◆ **What you will do**: Give the entries again exactly; drop the pictures.

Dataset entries
########################################

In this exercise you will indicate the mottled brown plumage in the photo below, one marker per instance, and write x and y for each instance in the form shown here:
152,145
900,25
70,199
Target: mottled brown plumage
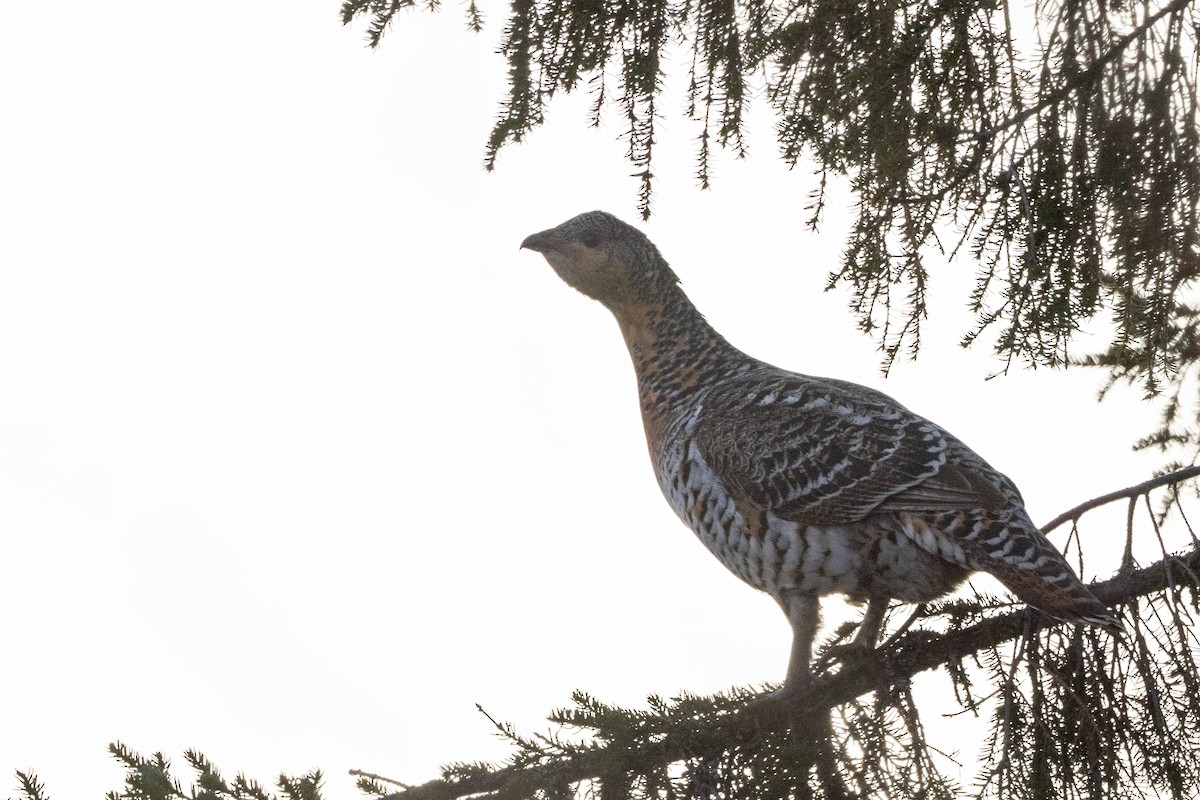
805,486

########################################

◆ **Solution below**:
In this exercise you will indicate the mottled brown plumage in the photo below, one marker per instance, and write x and y for each instance in the form shown here:
152,145
900,25
70,199
Target: mottled brown plumage
805,486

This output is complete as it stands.